Copy out every one of the rows below, character for character, with no changes.

• [INFORMATION GIVEN]
....
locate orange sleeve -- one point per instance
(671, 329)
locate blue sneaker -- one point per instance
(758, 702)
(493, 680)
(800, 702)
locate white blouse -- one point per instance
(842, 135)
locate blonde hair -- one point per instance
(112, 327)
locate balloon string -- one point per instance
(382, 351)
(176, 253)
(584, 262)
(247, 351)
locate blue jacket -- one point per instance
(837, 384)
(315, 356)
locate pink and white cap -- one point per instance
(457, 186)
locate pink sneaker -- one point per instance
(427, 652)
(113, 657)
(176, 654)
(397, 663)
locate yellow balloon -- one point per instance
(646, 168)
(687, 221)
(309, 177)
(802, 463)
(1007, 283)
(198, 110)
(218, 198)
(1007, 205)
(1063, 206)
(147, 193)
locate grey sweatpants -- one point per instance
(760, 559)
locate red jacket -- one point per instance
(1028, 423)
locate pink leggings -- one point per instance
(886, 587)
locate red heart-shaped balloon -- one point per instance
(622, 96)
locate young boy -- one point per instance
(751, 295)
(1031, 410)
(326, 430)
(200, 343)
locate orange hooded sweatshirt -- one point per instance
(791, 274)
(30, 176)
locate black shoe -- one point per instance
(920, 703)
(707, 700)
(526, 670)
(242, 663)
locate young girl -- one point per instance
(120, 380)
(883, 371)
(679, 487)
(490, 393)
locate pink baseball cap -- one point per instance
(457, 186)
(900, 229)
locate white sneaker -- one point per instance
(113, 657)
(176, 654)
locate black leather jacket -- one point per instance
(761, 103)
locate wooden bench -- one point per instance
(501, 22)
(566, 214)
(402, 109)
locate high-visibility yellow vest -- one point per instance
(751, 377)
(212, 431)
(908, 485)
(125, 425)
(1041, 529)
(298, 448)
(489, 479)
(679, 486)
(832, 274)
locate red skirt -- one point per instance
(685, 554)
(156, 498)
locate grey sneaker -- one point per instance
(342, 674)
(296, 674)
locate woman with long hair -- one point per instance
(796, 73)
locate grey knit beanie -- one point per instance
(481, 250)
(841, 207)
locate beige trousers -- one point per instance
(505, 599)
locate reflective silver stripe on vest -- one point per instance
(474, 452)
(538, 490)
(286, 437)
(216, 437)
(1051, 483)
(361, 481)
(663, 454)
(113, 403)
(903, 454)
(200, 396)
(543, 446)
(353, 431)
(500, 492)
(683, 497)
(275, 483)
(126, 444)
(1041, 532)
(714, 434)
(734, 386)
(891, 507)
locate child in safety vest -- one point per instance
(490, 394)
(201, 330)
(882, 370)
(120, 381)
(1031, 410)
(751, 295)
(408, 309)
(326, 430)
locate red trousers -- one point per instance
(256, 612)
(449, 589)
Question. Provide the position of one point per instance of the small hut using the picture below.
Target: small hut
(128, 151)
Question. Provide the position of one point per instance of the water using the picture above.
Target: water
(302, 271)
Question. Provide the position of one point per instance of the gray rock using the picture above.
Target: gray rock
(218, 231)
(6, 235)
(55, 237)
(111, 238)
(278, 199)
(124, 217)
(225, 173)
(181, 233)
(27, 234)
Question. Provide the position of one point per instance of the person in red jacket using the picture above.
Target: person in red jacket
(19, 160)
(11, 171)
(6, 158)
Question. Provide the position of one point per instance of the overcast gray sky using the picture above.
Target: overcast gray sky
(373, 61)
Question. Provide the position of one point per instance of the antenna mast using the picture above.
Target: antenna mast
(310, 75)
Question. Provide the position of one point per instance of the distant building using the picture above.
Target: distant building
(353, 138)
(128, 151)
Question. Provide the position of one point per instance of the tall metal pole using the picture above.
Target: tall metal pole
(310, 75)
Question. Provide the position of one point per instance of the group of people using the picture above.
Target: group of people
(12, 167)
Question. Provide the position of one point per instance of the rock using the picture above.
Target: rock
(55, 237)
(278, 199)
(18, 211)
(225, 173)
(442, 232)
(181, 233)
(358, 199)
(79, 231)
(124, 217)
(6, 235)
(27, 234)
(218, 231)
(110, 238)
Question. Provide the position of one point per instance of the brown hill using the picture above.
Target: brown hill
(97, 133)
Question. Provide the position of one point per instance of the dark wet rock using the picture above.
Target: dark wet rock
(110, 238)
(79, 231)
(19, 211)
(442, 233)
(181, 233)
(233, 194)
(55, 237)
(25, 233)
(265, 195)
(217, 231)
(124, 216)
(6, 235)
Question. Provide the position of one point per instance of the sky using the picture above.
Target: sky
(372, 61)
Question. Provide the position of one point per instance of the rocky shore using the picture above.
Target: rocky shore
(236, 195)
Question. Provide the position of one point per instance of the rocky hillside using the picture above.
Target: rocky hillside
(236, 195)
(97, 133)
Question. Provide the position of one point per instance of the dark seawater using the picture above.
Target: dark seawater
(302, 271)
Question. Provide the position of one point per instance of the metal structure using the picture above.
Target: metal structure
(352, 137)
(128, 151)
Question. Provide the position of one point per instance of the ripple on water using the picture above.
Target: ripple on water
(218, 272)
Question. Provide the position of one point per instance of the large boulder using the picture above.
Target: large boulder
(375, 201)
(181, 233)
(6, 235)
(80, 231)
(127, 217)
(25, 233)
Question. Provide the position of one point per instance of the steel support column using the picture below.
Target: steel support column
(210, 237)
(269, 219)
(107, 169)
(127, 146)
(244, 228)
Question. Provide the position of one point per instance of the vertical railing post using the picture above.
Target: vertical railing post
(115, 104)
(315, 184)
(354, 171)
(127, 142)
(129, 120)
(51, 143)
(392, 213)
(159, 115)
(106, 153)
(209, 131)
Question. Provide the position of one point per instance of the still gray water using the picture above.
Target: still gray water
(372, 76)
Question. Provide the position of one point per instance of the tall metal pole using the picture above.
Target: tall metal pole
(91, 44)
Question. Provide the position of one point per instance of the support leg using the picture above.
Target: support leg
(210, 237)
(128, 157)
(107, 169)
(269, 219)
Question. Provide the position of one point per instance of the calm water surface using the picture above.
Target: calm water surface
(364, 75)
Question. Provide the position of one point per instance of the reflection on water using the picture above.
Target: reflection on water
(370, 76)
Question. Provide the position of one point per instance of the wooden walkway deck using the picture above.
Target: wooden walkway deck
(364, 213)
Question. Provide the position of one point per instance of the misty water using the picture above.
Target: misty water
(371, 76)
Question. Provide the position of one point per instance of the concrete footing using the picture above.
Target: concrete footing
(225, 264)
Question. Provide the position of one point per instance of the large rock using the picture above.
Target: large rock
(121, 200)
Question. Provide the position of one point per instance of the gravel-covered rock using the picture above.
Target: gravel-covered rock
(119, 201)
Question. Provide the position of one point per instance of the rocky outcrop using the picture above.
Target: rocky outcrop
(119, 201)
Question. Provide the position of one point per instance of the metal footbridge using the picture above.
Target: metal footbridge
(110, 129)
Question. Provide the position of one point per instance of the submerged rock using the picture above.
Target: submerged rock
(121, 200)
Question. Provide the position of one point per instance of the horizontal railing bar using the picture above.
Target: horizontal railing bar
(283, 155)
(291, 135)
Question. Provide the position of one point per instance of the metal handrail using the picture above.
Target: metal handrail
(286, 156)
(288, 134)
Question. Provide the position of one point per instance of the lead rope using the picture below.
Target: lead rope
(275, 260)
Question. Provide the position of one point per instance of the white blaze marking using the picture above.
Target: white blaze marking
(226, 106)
....
• [WRITTEN RESPONSE]
locate orange sleeve -- one point per instance
(671, 329)
locate blue sneaker -- one point per instance
(758, 702)
(493, 680)
(800, 702)
locate white blouse -- one point per instance
(842, 135)
locate blonde hair -- one point per instance
(112, 327)
locate balloon string -- one point per instance
(382, 351)
(176, 253)
(584, 262)
(247, 351)
locate blue jacket -- one point per instance
(837, 384)
(315, 356)
locate pink and white cap -- one point per instance
(457, 186)
locate pink sneaker -- one point per instance
(427, 652)
(113, 657)
(176, 654)
(397, 663)
locate yellow balloon -- one point per instance
(646, 168)
(687, 221)
(309, 177)
(802, 463)
(1007, 283)
(198, 110)
(218, 198)
(1007, 205)
(1063, 206)
(147, 193)
locate grey sweatpants -- one point per instance
(760, 559)
locate red jacket -- one point per instance
(1028, 423)
locate pink leggings -- one point per instance
(886, 587)
locate red heart-shaped balloon -- one point per instance
(622, 96)
locate young boy -- one point per instance
(751, 295)
(1031, 410)
(326, 430)
(200, 343)
locate orange hooded sweatshirt -- one point per instance
(791, 274)
(30, 176)
locate black shoe -- one point per instance
(920, 703)
(707, 700)
(526, 670)
(242, 663)
locate young girl -- one point per instance
(120, 380)
(883, 371)
(679, 487)
(490, 393)
locate pink baseball cap -- one point per instance
(457, 186)
(900, 229)
locate white sneaker -- one point per instance
(113, 657)
(176, 654)
locate black leather jacket -- one point per instance
(761, 103)
locate wooden bench -- one point per instance
(501, 22)
(566, 214)
(402, 109)
locate high-visibility yellow vest -- one point per instance
(751, 377)
(212, 431)
(908, 485)
(125, 425)
(1041, 529)
(298, 448)
(489, 479)
(679, 486)
(832, 274)
locate red skirt -- one point per instance
(685, 554)
(156, 498)
locate grey sneaker -- one point per instance
(342, 674)
(296, 674)
locate woman with long hair -- one point per instance
(796, 73)
locate grey knit beanie -- one point per instance
(481, 250)
(841, 207)
locate beige trousers -- one point per instance
(505, 599)
locate reflective silver stripe on vest -- one point per instance
(474, 452)
(538, 490)
(286, 437)
(216, 437)
(1051, 483)
(361, 481)
(663, 454)
(113, 403)
(903, 454)
(200, 396)
(543, 446)
(353, 431)
(500, 492)
(683, 497)
(275, 483)
(126, 444)
(1041, 532)
(714, 434)
(734, 386)
(891, 507)
locate child in safety vest -- one point per instance
(490, 394)
(201, 330)
(882, 370)
(120, 381)
(1031, 410)
(751, 295)
(408, 309)
(326, 430)
locate red trousers -- one point per instance
(256, 612)
(449, 589)
Question. Provide the position of one point per instance of the small hut using the picture below.
Target: small hut
(128, 151)
Question. Provide the position of one point per instance of the water using the picture above.
Target: water
(302, 271)
Question. Provide the position of one point per instance of the gray rock using the picture above.
Target: gray rock
(218, 231)
(6, 235)
(55, 237)
(111, 238)
(278, 199)
(124, 217)
(225, 173)
(181, 233)
(27, 234)
Question. Provide the position of one point per instance of the person in red jacket using the picture above.
Target: person in red jacket
(19, 160)
(11, 171)
(6, 158)
Question. Provide the position of one point per instance of the overcast gray sky using the picture above.
Target: overcast gray sky
(373, 61)
Question. Provide the position of one point per instance of the antenna mast using the picture above.
Target: antenna mast
(310, 75)
Question. Provide the position of one point per instance of the distant building using the picture above.
Target: distant building
(353, 138)
(128, 151)
Question. Provide the position of one point per instance of the tall metal pole using the picture above.
Target: tall metal pole
(310, 75)
Question. Provide the position of one point per instance of the group of people using the picture above.
Target: group of people
(12, 167)
Question. Provide the position of one point per instance of the rock using the picture above.
Target: rock
(55, 237)
(278, 199)
(18, 211)
(225, 173)
(442, 232)
(181, 233)
(358, 199)
(79, 231)
(124, 217)
(6, 235)
(27, 234)
(218, 231)
(110, 238)
Question. Provide the position of one point per instance of the brown hill using the picture above.
Target: brown hill
(97, 133)
Question. Provide the position of one point per instance of the dark wet rock using the picture above.
Target: dark wet rock
(110, 238)
(79, 231)
(19, 211)
(442, 233)
(181, 233)
(233, 194)
(55, 237)
(25, 233)
(265, 195)
(217, 231)
(124, 216)
(6, 235)
Question. Provide the position of one point per instance of the sky using the picture above.
Target: sky
(372, 61)
Question. Provide the position of one point per instance of the rocky shore using the picture above.
Target: rocky shore
(236, 195)
Question. Provide the position of one point per instance of the rocky hillside using the picture above.
Target: rocky hillside
(236, 195)
(97, 133)
Question. Provide the position of one point per instance of the dark seawater using the picture above.
Target: dark seawater
(302, 271)
Question. Provide the position of one point per instance of the metal structure using the picture above.
Target: metal structure
(352, 137)
(128, 151)
Question. Provide the position of one point per instance of the ripple on water using the picture above.
Target: ripple on water
(218, 272)
Question. Provide the position of one point per instance of the large boulder using the picture above.
Target: large boulder
(375, 201)
(181, 233)
(6, 235)
(80, 231)
(127, 217)
(25, 233)
Question. Provide the position of one point per instance of the steel support column using the picture below.
Target: steel support column
(210, 237)
(269, 219)
(107, 169)
(127, 146)
(244, 228)
Question. Provide the position of one point per instance of the vertical railing post using the picture above.
Target: vertical railing post
(115, 104)
(315, 184)
(354, 171)
(127, 142)
(129, 120)
(51, 143)
(392, 213)
(159, 115)
(106, 153)
(209, 131)
Question. Provide the position of one point per instance of the still gray water using the picture above.
Target: still gray water
(372, 76)
Question. Provide the position of one point per instance of the tall metal pole using the picture above.
Target: tall metal pole
(91, 44)
Question. Provide the position of one point per instance of the support leg using the picture above.
Target: support leg
(210, 237)
(128, 157)
(107, 169)
(269, 219)
Question. Provide the position of one point per instance of the calm water surface using the picture above.
Target: calm water surface
(364, 75)
Question. Provide the position of one point per instance of the reflection on water using the picture above.
Target: reflection on water
(370, 76)
Question. Provide the position of one point per instance of the wooden walkway deck using the picture above.
Target: wooden walkway deck
(364, 213)
Question. Provide the position of one point per instance of the misty water using the picture above.
Target: misty water
(371, 76)
Question. Provide the position of one point per instance of the concrete footing using the picture above.
Target: concrete footing
(225, 264)
Question. Provide the position of one point per instance of the large rock using the picture above.
Target: large rock
(121, 200)
Question. Provide the position of one point per instance of the gravel-covered rock using the picture above.
Target: gravel-covered rock
(119, 201)
Question. Provide the position of one point per instance of the rocky outcrop using the picture above.
Target: rocky outcrop
(119, 201)
Question. Provide the position of one point per instance of the metal footbridge using the picture above.
Target: metal footbridge
(110, 129)
Question. Provide the position of one point per instance of the submerged rock using the picture above.
Target: submerged rock
(121, 200)
Question. Provide the position of one point per instance of the horizontal railing bar using the picture above.
Target: horizontal railing bar
(283, 155)
(291, 135)
Question. Provide the position of one point per instance of the metal handrail using the picture above.
Target: metal handrail
(286, 156)
(288, 134)
Question. Provide the position of one point per instance of the lead rope using the picture below.
Target: lead rope
(275, 260)
Question. Provide the position of one point per instance of the white blaze marking using the picture above.
Target: white blaze marking
(226, 106)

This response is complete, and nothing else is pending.